THE TASK
Render every line of the material below as a Markdown table with two columns, "No." for the row number and "Line" for the text of the line, and leave out any blank lines.

_ _ _ _ _ _ _

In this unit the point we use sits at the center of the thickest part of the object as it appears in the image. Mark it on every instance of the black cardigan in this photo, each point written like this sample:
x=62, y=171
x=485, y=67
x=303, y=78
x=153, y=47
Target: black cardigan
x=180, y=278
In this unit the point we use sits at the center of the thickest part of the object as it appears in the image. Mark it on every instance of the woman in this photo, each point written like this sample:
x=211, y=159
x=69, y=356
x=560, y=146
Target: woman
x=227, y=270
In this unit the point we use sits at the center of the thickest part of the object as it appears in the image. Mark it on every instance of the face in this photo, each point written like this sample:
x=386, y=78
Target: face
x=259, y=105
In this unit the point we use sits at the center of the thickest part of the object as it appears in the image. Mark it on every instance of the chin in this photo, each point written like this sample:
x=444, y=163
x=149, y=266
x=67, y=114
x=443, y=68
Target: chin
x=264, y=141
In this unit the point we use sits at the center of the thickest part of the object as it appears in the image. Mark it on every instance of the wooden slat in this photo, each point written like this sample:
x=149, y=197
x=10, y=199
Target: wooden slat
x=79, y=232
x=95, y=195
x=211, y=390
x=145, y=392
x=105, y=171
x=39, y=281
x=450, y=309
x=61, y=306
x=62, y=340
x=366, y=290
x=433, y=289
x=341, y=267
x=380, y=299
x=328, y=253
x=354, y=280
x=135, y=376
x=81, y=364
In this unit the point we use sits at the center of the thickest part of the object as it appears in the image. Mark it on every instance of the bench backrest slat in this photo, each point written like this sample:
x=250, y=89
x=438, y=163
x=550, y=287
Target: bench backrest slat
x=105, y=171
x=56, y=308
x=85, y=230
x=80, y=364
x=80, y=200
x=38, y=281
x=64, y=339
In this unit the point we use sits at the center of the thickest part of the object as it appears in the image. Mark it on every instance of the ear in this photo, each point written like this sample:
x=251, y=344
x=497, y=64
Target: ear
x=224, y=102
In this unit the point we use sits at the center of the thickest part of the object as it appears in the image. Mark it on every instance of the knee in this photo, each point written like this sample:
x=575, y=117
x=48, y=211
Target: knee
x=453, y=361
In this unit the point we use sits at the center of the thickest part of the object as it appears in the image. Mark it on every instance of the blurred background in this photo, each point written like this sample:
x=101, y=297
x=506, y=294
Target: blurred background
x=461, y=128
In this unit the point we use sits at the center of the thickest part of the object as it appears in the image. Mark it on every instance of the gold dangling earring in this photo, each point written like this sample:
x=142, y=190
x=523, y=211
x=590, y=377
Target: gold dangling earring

_ _ _ _ _ _ _

TASK OUTPUT
| No. | Line |
|---|---|
| 1 | In this unit the point we use sits at the center of the thickest part of the object as it appears in the image. Mark it on every instance of the black cardigan in this photo, each point written like this sample: |
| 2 | x=62, y=171 |
| 3 | x=485, y=67 |
| 4 | x=303, y=78 |
| 5 | x=153, y=47 |
| 6 | Target: black cardigan |
| 7 | x=180, y=278 |
| 8 | In this unit the point we use sits at the center of the thickest part of the object as it appears in the image. Mark it on every instance of the woman in this photo, each point written like this sample: |
| 9 | x=211, y=159 |
| 10 | x=69, y=356 |
| 11 | x=560, y=146 |
| 12 | Target: woman |
| 13 | x=227, y=270 |
| 14 | In this unit the point we use sits at the center of the thickest part of the object as it appears in the image. Mark it on every instance of the face in this photo, each point written like this sample: |
| 15 | x=386, y=78 |
| 16 | Target: face |
| 17 | x=259, y=105 |
| 18 | In this unit the point we use sits at the center of the thickest part of the object as it appears in the image. Mark it on every instance of the chin in this photo, each point written like this sample: |
| 19 | x=444, y=163 |
| 20 | x=149, y=266 |
| 21 | x=67, y=114 |
| 22 | x=443, y=68 |
| 23 | Target: chin |
| 24 | x=264, y=141 |
| 25 | In this unit the point we use sits at the center of the thickest part of the object as it appears in the image. Mark it on every instance of the wooden slat in this photo, each point written like this sample: |
| 26 | x=149, y=197 |
| 27 | x=10, y=199 |
| 28 | Target: wooden slat |
| 29 | x=79, y=232 |
| 30 | x=95, y=195 |
| 31 | x=211, y=390 |
| 32 | x=145, y=392 |
| 33 | x=105, y=171 |
| 34 | x=39, y=281 |
| 35 | x=450, y=309 |
| 36 | x=61, y=306 |
| 37 | x=62, y=340 |
| 38 | x=366, y=290 |
| 39 | x=433, y=289 |
| 40 | x=341, y=267 |
| 41 | x=380, y=299 |
| 42 | x=328, y=253 |
| 43 | x=354, y=280 |
| 44 | x=135, y=376 |
| 45 | x=81, y=364 |
| 46 | In this unit the point we use sits at the center of the thickest part of the object as it appears in the image. Mark it on every instance of the bench backrest slat in this photo, each point written like this sample: |
| 47 | x=250, y=89 |
| 48 | x=438, y=163 |
| 49 | x=550, y=287 |
| 50 | Target: bench backrest slat |
| 51 | x=105, y=171 |
| 52 | x=56, y=308 |
| 53 | x=85, y=230 |
| 54 | x=80, y=364 |
| 55 | x=80, y=200 |
| 56 | x=38, y=281 |
| 57 | x=64, y=339 |
| 58 | In this unit the point we use sits at the center of the thickest part of the object as it appears in the image. Mark it on every instance of the ear in this photo, each point written like this sample: |
| 59 | x=251, y=344 |
| 60 | x=497, y=64 |
| 61 | Target: ear |
| 62 | x=224, y=102 |
| 63 | In this unit the point we use sits at the center of the thickest part of the object as it appears in the image. Mark it on every instance of the knee in this photo, each point written like this sample: |
| 64 | x=575, y=117 |
| 65 | x=48, y=211 |
| 66 | Target: knee |
| 67 | x=453, y=361 |
| 68 | In this unit the point we use sits at the center of the thickest part of the object as it appears in the image. Mark it on every instance of the blurred background in this photo, each point written like this sample: |
| 69 | x=101, y=297 |
| 70 | x=506, y=294 |
| 71 | Target: blurred background |
| 72 | x=461, y=128 |
| 73 | In this unit the point we use sits at the center of the thickest part of the object as it appears in the image. Mark it on every instance of the gold dangling earring in this photo, each point written like this sample: |
| 74 | x=142, y=190 |
| 75 | x=523, y=211 |
| 76 | x=590, y=377 |
| 77 | Target: gold dangling earring |